* Text block *
Surgical protocol for induction of CIR

CIR protocol was performed as previously described9. After anesthesia with urethane (1.25 g/kg) and under mechanical ventilation, the rats were submitted to left-thoracotomy. A surgical tourniquet was tied around the left anterior descending coronary artery. After 10 min of coronary occlusion, reperfusion was obtained by cutting the suture. Successful surgical obstruction of the coronary artery was confirmed through observation of electrocardiogram (ECG) changes14,15.

ECG recordings and analysis

ECG was monitored and recorded from the beginning of the stabilization period with a commercial acquisition system (AqDados 7.02; Lynx Tecnologia Ltda., Brazil) as reported earlier9. To assess heart rate, incidences of reperfusion-induced ventricular arrythmia (VA), atrioventricular block (AVB) and lethality (LET), raw data were analyzed with a commercial software package included in the acquisition system (AqDAnalysis 7, Lynx Tecnologia Ltda.). Ventricular fibrillation, Torsades de pointes and ventricular tachycardia were grouped as VA. ECG measurements were analyzed as stated by the Lambeth conventions16,17.

Data analysis

Incidences of VA, AVB and LET in rats submitted to CIR are reported as percentages and were compared using Fisher’s exact test. Values were considered significant when p ˂ 0.05. Statistical analyses were performed with the Prism 5.0 software (GraphPad, USA).

* Data to examine *
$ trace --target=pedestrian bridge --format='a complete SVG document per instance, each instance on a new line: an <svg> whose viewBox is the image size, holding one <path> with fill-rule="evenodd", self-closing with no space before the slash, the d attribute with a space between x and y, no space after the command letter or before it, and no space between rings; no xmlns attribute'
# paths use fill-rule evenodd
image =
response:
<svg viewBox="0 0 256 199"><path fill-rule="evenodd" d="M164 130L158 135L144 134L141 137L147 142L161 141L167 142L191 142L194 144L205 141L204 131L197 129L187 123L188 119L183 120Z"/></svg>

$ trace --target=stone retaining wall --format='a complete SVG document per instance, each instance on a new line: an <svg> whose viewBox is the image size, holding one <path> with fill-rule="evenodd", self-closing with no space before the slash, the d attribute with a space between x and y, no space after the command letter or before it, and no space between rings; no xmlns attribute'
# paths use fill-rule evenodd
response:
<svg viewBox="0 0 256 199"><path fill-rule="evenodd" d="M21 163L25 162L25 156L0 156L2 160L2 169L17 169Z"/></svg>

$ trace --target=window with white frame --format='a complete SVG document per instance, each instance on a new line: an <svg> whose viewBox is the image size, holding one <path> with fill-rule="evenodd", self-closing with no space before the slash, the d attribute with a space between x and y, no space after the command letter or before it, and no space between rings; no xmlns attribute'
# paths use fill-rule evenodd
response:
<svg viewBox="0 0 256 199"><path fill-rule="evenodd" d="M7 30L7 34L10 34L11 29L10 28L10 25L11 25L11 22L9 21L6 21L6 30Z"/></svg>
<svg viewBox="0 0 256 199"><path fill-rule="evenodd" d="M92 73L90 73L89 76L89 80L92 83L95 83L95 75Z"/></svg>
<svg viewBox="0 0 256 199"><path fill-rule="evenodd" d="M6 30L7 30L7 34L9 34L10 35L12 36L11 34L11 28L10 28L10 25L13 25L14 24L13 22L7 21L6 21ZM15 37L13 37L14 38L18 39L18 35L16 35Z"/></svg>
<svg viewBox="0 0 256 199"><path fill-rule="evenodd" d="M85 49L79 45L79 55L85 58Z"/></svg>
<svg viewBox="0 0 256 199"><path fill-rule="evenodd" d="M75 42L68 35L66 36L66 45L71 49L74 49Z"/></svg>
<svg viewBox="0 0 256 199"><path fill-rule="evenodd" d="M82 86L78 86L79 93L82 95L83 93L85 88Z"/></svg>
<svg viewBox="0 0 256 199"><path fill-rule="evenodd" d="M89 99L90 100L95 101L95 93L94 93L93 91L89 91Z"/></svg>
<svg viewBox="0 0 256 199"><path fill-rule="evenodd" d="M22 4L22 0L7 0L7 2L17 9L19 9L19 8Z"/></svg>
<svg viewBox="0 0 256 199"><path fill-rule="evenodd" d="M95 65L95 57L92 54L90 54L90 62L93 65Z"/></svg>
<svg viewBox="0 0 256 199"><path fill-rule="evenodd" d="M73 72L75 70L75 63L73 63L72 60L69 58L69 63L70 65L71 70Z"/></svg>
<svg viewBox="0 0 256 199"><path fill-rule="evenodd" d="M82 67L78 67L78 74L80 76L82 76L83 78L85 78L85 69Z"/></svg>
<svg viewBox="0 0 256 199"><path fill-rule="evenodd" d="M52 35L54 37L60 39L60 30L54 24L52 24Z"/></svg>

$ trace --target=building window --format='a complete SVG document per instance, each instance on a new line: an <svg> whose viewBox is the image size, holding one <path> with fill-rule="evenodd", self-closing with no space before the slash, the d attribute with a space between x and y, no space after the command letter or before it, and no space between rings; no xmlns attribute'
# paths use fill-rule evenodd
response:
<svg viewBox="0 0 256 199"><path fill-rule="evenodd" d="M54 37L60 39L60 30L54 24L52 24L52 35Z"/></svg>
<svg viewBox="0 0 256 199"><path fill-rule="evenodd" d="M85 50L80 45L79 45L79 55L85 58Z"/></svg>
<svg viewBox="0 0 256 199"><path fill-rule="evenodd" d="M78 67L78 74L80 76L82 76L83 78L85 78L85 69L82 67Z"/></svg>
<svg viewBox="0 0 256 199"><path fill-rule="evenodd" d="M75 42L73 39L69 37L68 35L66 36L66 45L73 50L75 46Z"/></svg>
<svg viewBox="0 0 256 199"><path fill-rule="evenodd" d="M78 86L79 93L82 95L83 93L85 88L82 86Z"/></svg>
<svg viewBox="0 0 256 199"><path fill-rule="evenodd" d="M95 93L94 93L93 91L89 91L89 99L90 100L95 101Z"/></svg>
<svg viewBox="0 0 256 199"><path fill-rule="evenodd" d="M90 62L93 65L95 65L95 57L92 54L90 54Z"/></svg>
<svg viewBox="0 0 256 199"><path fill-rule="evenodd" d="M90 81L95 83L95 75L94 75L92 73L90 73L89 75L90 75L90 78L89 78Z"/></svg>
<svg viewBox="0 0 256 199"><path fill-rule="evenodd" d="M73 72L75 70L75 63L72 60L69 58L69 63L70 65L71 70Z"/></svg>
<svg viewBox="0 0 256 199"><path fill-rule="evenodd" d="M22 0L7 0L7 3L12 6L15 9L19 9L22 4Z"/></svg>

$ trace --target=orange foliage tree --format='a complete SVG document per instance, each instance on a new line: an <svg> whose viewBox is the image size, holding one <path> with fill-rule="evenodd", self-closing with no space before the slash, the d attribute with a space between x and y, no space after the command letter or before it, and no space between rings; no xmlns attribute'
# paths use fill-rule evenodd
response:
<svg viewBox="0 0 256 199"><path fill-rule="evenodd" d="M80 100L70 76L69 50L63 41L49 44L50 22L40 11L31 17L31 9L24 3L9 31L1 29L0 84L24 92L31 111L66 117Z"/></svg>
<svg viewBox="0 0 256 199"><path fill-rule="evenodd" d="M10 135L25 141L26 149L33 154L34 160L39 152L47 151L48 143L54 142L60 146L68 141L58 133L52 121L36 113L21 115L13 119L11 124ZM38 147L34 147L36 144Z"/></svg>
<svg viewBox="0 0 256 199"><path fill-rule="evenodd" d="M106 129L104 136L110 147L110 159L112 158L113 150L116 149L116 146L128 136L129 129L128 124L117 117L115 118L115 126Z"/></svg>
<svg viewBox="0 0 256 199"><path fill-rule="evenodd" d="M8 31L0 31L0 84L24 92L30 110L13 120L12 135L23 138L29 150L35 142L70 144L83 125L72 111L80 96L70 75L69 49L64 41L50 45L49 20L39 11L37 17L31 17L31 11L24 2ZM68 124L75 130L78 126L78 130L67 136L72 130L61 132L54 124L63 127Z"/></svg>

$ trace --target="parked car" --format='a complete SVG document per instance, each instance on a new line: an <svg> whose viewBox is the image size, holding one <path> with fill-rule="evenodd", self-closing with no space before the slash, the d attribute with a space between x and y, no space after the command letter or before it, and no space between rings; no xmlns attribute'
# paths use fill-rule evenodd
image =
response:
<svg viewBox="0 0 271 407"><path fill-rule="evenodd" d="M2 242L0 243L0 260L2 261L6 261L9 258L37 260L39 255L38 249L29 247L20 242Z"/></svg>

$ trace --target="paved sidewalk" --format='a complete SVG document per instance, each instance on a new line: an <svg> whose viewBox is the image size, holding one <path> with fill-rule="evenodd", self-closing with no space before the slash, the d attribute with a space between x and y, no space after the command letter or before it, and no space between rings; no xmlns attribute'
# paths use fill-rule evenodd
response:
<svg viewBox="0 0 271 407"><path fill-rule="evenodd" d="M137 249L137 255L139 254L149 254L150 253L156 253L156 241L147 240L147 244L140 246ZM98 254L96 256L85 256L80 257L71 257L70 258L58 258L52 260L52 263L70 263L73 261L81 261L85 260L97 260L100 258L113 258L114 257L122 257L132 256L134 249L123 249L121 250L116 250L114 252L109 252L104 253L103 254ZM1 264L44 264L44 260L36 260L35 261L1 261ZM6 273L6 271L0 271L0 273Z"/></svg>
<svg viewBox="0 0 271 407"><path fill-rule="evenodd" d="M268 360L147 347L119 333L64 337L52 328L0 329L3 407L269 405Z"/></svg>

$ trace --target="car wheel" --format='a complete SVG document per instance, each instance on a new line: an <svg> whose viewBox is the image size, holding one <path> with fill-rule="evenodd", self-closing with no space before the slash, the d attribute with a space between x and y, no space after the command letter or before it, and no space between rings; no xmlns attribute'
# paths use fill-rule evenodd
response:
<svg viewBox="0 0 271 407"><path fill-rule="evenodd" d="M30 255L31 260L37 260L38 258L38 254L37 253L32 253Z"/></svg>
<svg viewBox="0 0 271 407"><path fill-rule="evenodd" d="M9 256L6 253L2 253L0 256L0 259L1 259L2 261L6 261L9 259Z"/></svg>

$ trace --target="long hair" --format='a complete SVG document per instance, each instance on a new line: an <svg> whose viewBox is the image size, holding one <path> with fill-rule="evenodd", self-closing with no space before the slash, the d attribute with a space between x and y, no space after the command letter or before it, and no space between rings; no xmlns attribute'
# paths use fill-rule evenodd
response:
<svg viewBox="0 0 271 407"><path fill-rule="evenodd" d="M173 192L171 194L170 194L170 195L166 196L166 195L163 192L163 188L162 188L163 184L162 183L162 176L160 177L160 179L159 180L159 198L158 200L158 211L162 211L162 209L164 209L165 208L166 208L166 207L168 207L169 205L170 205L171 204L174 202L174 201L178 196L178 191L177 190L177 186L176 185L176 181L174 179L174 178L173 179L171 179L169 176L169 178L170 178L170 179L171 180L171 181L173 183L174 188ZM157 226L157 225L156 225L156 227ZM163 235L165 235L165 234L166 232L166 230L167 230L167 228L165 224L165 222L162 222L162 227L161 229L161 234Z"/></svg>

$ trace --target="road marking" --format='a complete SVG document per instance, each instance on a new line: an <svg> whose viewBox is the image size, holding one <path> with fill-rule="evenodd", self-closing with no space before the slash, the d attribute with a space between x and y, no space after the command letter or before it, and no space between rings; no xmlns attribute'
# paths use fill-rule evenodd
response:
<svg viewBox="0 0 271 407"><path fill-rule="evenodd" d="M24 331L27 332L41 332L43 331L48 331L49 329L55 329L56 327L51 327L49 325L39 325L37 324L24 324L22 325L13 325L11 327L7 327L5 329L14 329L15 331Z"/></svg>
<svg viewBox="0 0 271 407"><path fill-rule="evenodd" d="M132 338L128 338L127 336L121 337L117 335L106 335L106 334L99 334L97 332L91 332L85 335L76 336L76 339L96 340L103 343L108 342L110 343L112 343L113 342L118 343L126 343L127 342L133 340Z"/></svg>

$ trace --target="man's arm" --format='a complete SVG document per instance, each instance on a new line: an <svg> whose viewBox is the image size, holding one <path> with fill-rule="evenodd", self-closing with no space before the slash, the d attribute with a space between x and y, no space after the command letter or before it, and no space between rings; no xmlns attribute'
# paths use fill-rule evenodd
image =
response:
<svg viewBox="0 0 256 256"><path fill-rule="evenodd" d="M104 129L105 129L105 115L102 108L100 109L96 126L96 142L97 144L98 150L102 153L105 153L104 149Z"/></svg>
* * *
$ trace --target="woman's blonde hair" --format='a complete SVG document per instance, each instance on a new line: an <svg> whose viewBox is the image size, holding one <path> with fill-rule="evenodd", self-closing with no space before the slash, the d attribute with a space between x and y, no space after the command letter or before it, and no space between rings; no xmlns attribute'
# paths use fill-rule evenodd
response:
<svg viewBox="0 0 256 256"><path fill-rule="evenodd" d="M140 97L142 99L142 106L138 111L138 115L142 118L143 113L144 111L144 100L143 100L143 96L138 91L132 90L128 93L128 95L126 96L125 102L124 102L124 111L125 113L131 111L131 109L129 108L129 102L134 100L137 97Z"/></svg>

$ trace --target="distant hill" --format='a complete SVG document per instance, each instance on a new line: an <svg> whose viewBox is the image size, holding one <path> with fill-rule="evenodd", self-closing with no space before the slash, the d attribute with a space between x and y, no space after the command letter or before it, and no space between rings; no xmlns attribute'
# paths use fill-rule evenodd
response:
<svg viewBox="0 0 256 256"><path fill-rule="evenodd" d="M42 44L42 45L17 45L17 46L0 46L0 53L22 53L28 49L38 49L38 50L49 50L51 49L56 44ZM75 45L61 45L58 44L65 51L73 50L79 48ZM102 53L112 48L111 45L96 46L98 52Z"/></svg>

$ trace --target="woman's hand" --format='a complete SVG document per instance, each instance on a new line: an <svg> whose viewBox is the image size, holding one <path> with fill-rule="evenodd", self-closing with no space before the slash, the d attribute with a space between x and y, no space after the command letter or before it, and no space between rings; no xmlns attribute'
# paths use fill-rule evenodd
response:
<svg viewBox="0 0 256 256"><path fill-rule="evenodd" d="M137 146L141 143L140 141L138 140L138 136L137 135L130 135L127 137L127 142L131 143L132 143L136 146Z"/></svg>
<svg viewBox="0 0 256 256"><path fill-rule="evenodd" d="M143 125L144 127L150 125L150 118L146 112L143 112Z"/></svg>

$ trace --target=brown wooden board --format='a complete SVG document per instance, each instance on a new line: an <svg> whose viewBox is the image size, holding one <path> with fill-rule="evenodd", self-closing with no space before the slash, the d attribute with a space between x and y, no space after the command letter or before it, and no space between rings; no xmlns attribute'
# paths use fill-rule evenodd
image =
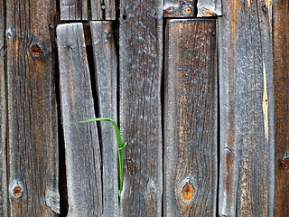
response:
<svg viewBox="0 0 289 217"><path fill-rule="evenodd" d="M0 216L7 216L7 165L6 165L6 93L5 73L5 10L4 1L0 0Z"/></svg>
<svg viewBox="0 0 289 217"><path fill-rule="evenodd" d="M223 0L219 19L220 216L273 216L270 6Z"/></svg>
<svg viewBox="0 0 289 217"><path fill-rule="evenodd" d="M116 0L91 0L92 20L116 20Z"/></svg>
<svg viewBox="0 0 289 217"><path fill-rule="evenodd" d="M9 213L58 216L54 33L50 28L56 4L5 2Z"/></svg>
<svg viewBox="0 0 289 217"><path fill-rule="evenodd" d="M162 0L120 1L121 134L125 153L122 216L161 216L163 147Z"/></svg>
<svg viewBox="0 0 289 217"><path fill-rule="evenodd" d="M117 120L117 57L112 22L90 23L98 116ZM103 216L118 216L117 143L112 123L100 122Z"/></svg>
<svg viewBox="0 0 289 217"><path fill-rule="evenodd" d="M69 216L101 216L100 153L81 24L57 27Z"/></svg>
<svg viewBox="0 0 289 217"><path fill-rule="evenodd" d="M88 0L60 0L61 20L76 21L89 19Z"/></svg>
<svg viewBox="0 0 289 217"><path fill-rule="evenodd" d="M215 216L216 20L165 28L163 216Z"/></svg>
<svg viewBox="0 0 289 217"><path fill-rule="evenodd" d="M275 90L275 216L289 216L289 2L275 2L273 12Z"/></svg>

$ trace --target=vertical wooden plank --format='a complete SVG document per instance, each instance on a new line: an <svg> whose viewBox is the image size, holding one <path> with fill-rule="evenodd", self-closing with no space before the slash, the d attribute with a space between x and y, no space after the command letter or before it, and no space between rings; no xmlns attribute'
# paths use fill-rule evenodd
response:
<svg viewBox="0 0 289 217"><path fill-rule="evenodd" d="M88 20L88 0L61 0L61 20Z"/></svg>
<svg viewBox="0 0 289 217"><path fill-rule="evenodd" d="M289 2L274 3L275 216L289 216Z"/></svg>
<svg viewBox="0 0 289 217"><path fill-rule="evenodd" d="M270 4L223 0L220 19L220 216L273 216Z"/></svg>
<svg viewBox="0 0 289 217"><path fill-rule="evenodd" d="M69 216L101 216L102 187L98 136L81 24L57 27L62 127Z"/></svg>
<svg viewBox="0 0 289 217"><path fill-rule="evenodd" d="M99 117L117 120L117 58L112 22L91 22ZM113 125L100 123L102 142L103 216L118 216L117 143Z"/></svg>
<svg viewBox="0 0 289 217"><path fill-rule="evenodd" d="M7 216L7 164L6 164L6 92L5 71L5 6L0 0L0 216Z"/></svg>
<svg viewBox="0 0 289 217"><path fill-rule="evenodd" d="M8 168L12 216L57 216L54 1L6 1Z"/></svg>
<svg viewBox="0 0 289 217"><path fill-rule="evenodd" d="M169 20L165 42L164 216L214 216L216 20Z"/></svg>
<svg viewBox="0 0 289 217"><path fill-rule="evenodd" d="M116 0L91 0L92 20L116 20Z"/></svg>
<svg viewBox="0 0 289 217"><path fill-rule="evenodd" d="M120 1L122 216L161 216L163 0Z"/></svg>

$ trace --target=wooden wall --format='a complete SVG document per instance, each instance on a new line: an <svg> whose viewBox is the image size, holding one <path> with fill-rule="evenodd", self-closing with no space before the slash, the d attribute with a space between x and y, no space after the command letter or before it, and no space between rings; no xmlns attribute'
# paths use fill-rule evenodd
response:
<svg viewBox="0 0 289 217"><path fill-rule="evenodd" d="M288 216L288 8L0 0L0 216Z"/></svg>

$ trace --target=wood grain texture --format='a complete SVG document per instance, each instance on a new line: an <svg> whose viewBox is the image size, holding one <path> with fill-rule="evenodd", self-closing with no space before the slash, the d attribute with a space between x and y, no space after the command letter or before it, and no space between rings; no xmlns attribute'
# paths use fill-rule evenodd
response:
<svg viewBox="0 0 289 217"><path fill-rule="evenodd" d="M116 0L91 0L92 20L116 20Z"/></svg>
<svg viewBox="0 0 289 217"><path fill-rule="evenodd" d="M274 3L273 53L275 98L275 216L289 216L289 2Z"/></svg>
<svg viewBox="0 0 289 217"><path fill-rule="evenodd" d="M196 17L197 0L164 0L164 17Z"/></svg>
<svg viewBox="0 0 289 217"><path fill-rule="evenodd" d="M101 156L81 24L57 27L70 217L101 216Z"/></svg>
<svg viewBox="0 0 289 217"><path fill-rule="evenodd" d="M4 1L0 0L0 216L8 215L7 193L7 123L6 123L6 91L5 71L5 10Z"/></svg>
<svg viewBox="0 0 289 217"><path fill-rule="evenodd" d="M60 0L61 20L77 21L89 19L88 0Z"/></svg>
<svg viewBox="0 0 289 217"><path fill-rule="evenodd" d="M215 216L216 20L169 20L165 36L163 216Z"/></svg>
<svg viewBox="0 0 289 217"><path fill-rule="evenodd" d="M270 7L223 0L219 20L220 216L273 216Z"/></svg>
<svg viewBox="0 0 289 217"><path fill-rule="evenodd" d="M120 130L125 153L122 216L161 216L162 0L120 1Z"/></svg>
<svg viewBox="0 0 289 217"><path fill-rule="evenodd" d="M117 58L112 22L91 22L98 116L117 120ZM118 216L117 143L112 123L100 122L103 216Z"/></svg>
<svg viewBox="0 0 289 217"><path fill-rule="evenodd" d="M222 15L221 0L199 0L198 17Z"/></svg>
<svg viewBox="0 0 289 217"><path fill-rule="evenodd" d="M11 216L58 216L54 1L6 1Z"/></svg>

* Your goal *
Return the full CIR methods text above, word for word and unchanged.

* Solution to this exercise *
Surgical protocol for induction of CIR

CIR protocol was performed as previously described9. After anesthesia with urethane (1.25 g/kg) and under mechanical ventilation, the rats were submitted to left-thoracotomy. A surgical tourniquet was tied around the left anterior descending coronary artery. After 10 min of coronary occlusion, reperfusion was obtained by cutting the suture. Successful surgical obstruction of the coronary artery was confirmed through observation of electrocardiogram (ECG) changes14,15.

ECG recordings and analysis

ECG was monitored and recorded from the beginning of the stabilization period with a commercial acquisition system (AqDados 7.02; Lynx Tecnologia Ltda., Brazil) as reported earlier9. To assess heart rate, incidences of reperfusion-induced ventricular arrythmia (VA), atrioventricular block (AVB) and lethality (LET), raw data were analyzed with a commercial software package included in the acquisition system (AqDAnalysis 7, Lynx Tecnologia Ltda.). Ventricular fibrillation, Torsades de pointes and ventricular tachycardia were grouped as VA. ECG measurements were analyzed as stated by the Lambeth conventions16,17.

Data analysis

Incidences of VA, AVB and LET in rats submitted to CIR are reported as percentages and were compared using Fisher’s exact test. Values were considered significant when p ˂ 0.05. Statistical analyses were performed with the Prism 5.0 software (GraphPad, USA).